# STUDY MATERIAL:

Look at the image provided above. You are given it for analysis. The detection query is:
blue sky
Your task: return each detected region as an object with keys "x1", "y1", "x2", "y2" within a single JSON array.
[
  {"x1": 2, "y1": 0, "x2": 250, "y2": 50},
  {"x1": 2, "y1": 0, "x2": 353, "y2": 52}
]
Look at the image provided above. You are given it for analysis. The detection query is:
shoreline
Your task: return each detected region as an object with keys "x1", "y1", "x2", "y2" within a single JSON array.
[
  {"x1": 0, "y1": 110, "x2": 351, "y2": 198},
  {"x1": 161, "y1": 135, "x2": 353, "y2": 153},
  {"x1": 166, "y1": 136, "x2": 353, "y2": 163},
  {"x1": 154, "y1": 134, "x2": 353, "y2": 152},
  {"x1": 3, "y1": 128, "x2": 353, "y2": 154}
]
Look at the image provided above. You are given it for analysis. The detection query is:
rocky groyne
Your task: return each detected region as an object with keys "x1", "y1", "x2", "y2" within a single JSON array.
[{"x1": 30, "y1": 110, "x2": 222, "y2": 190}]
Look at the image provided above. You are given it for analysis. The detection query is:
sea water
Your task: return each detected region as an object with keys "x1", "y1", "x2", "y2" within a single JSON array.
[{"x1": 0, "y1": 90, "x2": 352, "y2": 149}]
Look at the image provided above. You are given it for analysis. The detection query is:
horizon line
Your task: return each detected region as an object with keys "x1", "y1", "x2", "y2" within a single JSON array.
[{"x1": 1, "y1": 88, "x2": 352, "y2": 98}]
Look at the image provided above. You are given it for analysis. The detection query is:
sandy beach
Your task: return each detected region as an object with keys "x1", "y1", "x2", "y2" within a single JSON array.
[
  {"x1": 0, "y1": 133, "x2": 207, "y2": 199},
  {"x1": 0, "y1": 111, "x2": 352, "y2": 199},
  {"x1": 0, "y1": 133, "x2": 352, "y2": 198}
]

# AIM OF THE TASK:
The expected response is the full set of records, reproduced exactly.

# PROBLEM SOLUTION:
Look at the image provided above. You are given it for analysis. The detection query is:
blue sky
Your task: return each detected region as an object with keys "x1", "y1", "x2", "y2" within a single JSON array.
[
  {"x1": 2, "y1": 0, "x2": 250, "y2": 50},
  {"x1": 2, "y1": 0, "x2": 353, "y2": 52}
]
Look at the image provided above. You are given it for analysis. The detection query is:
shoreline
Your task: return each detected region as an object with keys "x1", "y1", "x2", "y2" within a single JSON array.
[
  {"x1": 0, "y1": 110, "x2": 351, "y2": 198},
  {"x1": 161, "y1": 135, "x2": 353, "y2": 153},
  {"x1": 166, "y1": 136, "x2": 353, "y2": 163},
  {"x1": 154, "y1": 134, "x2": 353, "y2": 152},
  {"x1": 3, "y1": 128, "x2": 353, "y2": 154}
]
Look at the image provided above. You are given it for analysis. The detection query is:
rocky groyne
Your task: return each detected region as an object with keys "x1", "y1", "x2", "y2" within a single JSON array.
[{"x1": 30, "y1": 110, "x2": 222, "y2": 190}]
Look at the image provided above. You are given it for analysis. The detection query is:
sea water
Your task: return each detected region as an object with keys "x1", "y1", "x2", "y2" within a single JSON array.
[{"x1": 0, "y1": 90, "x2": 352, "y2": 149}]
Look at the image provided above. You are given it for analysis. The detection query is:
horizon line
Your task: return each detected region as an object with keys "x1", "y1", "x2", "y2" within a single JSON array.
[{"x1": 1, "y1": 88, "x2": 352, "y2": 98}]
Look at the image provided above. You are given it for analysis. The detection query is:
sandy beach
Your task: return each detected region as an object with keys "x1", "y1", "x2", "y2" within a single JSON array.
[
  {"x1": 0, "y1": 133, "x2": 207, "y2": 199},
  {"x1": 0, "y1": 111, "x2": 352, "y2": 199},
  {"x1": 0, "y1": 133, "x2": 352, "y2": 198}
]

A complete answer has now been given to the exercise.